Supplied text:
((

55 Although there are no authorities on the ambit of s 241 in relation to legal costs and expenses, various commentators have, in effect, suggested that the “frustratingly varied interpretations” have continued. For instance, Emilios Kyrou in The Year 2000 — Implications for Indemnities and Insurance for Directors (1998) 10 ILJ 62 wrote at 65–66:


          There is currently debate as to whether s 241(2) is subject to s 241(3), that is, whether s 241(3) is an exclusive statement of a company’s power to indemnify a director in respect of costs. There are three views:

· The wide view, that is, ss 241(2) and (3) are independent of each other and therefore a company may provide an indemnity in respect of costs under s 241(2). This involves reading the words “a liability to another person” in s 241(2) as including the costs incurred by a director to his or her own lawyer as well as the costs of a third party.


· The narrow view, that is, s 241(3) is an exclusive statement of a company’s power to indemnify a director in respect of costs. This involves reading the words “a liability” in s 241(2) as excluding a liability for costs.


· The intermediate view, that is, s 241(2) authorises payment of the costs of a third party but not the costs incurred by a director to his or her own lawyer. This involves reading the words “a liability” in s 241(2) as including a liability for costs and the words “another person” as excluding a director’s own lawyer.


          Although the author is confident that the wide view is correct, there is uncertainty on this issue because the courts have not yet dealt with the matter. It will be unfortunate if the courts decide that the narrow view is correct because this will mean that a company cannot indemnify a director until the result of a proceeding is known. It will also mean that a company cannot indemnify a director in respect of costs incurred where there is no proceeding or where a proceeding is settled prior to judgment.

))

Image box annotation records
((

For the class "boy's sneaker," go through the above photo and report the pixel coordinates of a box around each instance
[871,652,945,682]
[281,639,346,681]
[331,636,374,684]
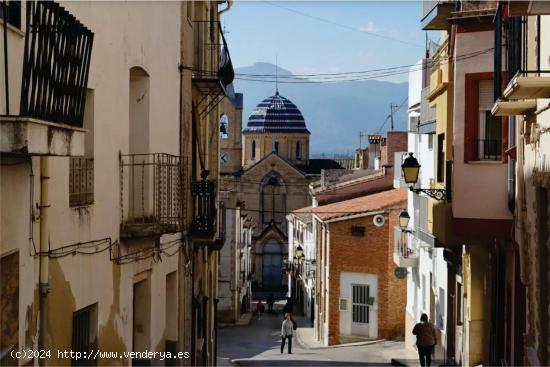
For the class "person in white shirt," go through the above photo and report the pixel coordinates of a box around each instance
[281,313,294,354]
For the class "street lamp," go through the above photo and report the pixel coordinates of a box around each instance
[296,245,304,259]
[401,153,447,200]
[399,209,411,230]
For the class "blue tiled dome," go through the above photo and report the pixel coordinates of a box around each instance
[244,91,309,134]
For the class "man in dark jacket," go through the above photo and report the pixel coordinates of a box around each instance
[413,313,437,367]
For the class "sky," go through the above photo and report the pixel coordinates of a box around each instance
[222,0,434,82]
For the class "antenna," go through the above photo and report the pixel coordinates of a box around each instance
[390,103,397,131]
[275,54,279,96]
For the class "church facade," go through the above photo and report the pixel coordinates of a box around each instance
[220,91,341,291]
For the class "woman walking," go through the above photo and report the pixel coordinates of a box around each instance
[413,313,437,367]
[281,312,294,354]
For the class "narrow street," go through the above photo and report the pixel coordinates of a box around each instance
[218,305,416,366]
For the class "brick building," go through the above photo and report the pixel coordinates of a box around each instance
[297,189,407,345]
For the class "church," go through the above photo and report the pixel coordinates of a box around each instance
[220,90,342,291]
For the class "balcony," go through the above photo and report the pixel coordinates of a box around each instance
[192,21,235,117]
[491,99,537,116]
[119,153,187,239]
[0,1,94,156]
[190,175,225,250]
[507,0,550,17]
[393,226,418,268]
[503,70,550,99]
[420,1,455,31]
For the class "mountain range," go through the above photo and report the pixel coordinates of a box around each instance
[234,62,408,156]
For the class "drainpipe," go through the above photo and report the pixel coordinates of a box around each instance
[38,157,50,366]
[218,0,233,15]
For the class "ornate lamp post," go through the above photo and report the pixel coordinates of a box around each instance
[399,209,411,231]
[401,153,447,200]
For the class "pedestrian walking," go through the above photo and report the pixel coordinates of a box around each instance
[256,298,265,320]
[413,313,437,367]
[267,293,275,313]
[281,313,294,354]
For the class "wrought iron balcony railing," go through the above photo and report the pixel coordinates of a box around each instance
[120,153,187,238]
[20,1,94,127]
[474,139,502,161]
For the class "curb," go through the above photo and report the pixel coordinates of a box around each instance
[296,333,386,350]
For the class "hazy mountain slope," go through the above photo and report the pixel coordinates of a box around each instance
[235,63,408,154]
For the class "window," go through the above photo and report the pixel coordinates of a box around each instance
[260,171,286,224]
[0,251,20,352]
[464,73,503,162]
[437,287,446,330]
[0,0,21,29]
[351,226,365,237]
[164,271,178,366]
[422,274,428,312]
[456,282,464,325]
[71,303,97,366]
[220,113,229,139]
[475,110,502,161]
[436,134,445,182]
[187,1,193,19]
[69,89,94,207]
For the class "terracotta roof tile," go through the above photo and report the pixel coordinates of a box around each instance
[312,189,407,221]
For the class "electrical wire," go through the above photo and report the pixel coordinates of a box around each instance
[235,47,494,84]
[265,1,424,47]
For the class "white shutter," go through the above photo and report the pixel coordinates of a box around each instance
[479,80,495,111]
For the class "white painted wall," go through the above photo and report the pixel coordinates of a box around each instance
[405,57,447,349]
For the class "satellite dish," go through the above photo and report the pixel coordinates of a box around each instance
[372,214,386,227]
[393,266,409,279]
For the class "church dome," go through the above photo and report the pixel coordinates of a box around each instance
[244,91,309,134]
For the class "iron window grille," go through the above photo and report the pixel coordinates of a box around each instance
[69,157,94,207]
[351,226,365,237]
[18,1,94,127]
[0,0,21,29]
[474,139,502,161]
[191,173,216,238]
[120,153,187,236]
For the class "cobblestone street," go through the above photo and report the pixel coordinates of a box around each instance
[218,304,416,366]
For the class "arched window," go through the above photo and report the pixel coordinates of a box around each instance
[260,171,286,227]
[220,113,229,139]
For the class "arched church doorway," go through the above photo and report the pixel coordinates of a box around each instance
[262,239,283,289]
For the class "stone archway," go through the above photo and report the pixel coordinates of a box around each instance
[262,239,283,289]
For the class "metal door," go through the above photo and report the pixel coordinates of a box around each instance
[351,284,370,336]
[262,240,283,289]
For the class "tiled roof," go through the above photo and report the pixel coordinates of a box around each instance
[308,189,407,221]
[296,158,343,175]
[243,91,309,134]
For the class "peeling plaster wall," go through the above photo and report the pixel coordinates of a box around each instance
[0,2,185,365]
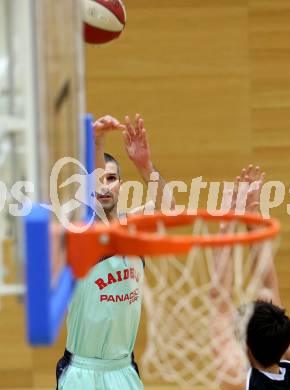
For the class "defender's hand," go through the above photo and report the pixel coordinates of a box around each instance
[123,114,152,169]
[93,115,126,139]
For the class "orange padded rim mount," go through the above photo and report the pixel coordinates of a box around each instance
[66,210,280,278]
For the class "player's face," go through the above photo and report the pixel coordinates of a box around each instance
[97,161,122,211]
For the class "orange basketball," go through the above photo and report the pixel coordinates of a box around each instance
[82,0,126,45]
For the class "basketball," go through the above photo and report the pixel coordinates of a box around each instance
[82,0,126,45]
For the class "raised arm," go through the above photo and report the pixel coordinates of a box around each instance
[93,115,126,169]
[123,114,175,212]
[211,165,266,390]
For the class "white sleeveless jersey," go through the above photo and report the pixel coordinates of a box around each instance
[66,255,143,359]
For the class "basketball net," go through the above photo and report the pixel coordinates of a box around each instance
[66,210,279,388]
[141,219,273,387]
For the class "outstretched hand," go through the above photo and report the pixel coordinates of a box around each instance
[123,114,151,169]
[93,115,126,139]
[227,165,266,213]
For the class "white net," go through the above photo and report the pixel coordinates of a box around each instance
[142,220,273,388]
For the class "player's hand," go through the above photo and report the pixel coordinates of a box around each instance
[231,165,266,213]
[123,114,151,169]
[93,115,126,139]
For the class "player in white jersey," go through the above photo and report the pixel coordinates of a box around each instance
[211,166,290,390]
[57,115,174,390]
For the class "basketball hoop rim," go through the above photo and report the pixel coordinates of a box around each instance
[114,210,280,250]
[66,210,280,277]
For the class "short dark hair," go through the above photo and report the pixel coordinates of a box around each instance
[247,301,290,368]
[104,153,121,179]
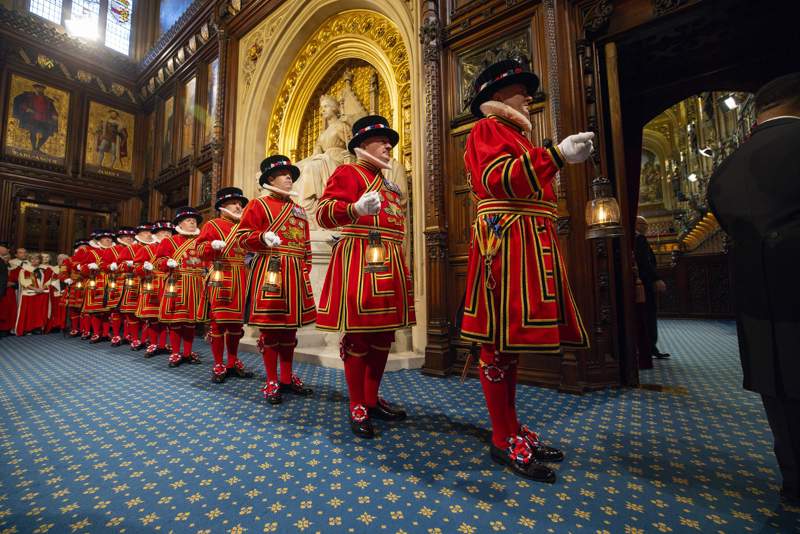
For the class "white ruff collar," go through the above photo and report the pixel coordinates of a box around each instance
[261,184,299,197]
[219,206,242,222]
[175,226,200,237]
[353,147,392,171]
[481,100,532,132]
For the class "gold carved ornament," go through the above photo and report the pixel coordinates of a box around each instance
[267,10,411,154]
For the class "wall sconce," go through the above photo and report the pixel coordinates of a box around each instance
[208,261,224,287]
[364,230,389,273]
[261,256,281,293]
[586,155,624,239]
[164,274,178,299]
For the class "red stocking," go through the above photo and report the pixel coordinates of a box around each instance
[181,324,194,358]
[158,324,169,352]
[342,334,369,411]
[210,321,225,367]
[259,330,278,382]
[168,326,181,354]
[90,313,103,337]
[480,345,517,449]
[225,324,244,367]
[506,362,520,434]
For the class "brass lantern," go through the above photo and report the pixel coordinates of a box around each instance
[586,176,623,239]
[364,230,389,273]
[208,261,225,287]
[261,256,281,293]
[164,274,178,299]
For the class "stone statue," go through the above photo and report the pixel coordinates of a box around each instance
[295,95,354,226]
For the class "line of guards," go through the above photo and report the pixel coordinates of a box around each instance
[56,59,594,482]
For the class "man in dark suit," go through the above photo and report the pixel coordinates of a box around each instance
[633,215,670,359]
[708,72,800,503]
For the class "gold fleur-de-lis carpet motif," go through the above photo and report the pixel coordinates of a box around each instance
[0,321,800,534]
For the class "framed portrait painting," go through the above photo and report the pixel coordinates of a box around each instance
[4,74,69,166]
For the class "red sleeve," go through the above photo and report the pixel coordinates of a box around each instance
[317,165,362,230]
[153,237,173,273]
[195,222,221,261]
[236,199,269,252]
[464,119,563,198]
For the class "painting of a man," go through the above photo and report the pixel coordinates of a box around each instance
[95,109,128,169]
[12,83,58,152]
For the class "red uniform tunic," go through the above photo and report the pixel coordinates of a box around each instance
[78,247,110,313]
[14,265,53,336]
[0,259,20,332]
[117,245,142,315]
[133,242,166,319]
[461,115,588,352]
[197,217,247,324]
[317,161,416,332]
[235,195,317,329]
[155,234,207,323]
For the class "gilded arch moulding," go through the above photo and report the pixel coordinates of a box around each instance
[266,10,411,160]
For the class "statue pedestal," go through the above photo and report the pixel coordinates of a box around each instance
[241,230,425,371]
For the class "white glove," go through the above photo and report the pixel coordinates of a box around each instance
[558,132,594,163]
[261,231,283,247]
[355,191,381,216]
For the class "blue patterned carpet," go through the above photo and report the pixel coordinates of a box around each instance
[0,321,800,533]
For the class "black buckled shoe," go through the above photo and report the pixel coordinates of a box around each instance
[281,375,314,397]
[261,380,283,404]
[490,436,556,484]
[211,363,228,384]
[519,425,564,462]
[369,397,406,421]
[227,360,255,378]
[350,404,375,439]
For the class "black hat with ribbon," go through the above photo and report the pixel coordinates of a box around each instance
[469,59,539,118]
[117,226,136,237]
[93,230,116,240]
[258,154,300,187]
[153,219,175,233]
[347,115,400,154]
[172,206,203,226]
[214,187,247,210]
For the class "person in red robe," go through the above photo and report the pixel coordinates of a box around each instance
[235,159,316,404]
[117,223,153,350]
[79,230,115,343]
[42,254,69,333]
[461,59,594,482]
[58,239,89,337]
[197,187,253,383]
[0,241,17,337]
[154,206,207,367]
[317,119,416,438]
[133,220,174,358]
[14,254,53,336]
[107,226,136,347]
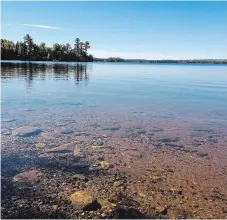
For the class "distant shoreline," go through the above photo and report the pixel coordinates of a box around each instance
[94,57,227,64]
[0,58,227,64]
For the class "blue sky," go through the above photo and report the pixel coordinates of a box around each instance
[1,2,227,59]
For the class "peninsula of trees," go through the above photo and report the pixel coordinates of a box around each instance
[1,34,93,62]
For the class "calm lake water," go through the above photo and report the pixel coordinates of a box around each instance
[1,62,227,127]
[1,62,227,219]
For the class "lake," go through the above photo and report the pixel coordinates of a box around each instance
[1,61,227,218]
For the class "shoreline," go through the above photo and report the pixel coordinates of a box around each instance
[0,59,227,65]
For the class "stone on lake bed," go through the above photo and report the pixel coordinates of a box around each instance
[99,199,117,211]
[12,126,42,137]
[196,152,208,157]
[1,118,16,122]
[71,173,87,181]
[13,170,42,182]
[61,129,73,134]
[1,128,12,135]
[35,143,46,148]
[70,190,94,207]
[99,161,113,169]
[103,127,120,131]
[73,145,81,156]
[46,143,75,153]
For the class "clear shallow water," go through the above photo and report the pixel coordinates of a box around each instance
[1,62,227,130]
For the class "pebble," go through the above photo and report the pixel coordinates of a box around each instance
[12,126,42,137]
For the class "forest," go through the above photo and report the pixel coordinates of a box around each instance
[1,34,93,62]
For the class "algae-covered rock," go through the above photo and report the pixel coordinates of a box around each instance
[13,170,42,182]
[70,190,94,206]
[35,143,46,148]
[46,143,75,153]
[12,126,42,137]
[99,161,113,169]
[70,190,101,211]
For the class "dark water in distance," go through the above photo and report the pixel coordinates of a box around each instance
[1,62,227,127]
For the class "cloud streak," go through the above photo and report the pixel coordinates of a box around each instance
[18,24,61,29]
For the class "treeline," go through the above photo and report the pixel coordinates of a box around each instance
[94,57,227,64]
[1,34,93,61]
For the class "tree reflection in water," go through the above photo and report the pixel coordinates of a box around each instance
[1,62,92,88]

))

Exercise brief:
Extend the passage on company indemnities for directors' costs under s 241, starting right after its final sentence.

Reply to the exercise:
56 Additionally AJ Black and P Wines in the chapter on Officers in Butterworths’ loose-leaf service Australian Corporations Law Volume 1 at pages 32,428 – 32,429 noted:

          It was also an open question whether former s 241(2) also permitted a company to provide an indemnity in favour of a director's legal advisers against costs incurred by the director in defending legal proceedings, outside the circumstances contemplated by former s 241(3), on the basis that the director's legal adviser was a person other than the company or a related body corporate, for the purpose of former s 241(2).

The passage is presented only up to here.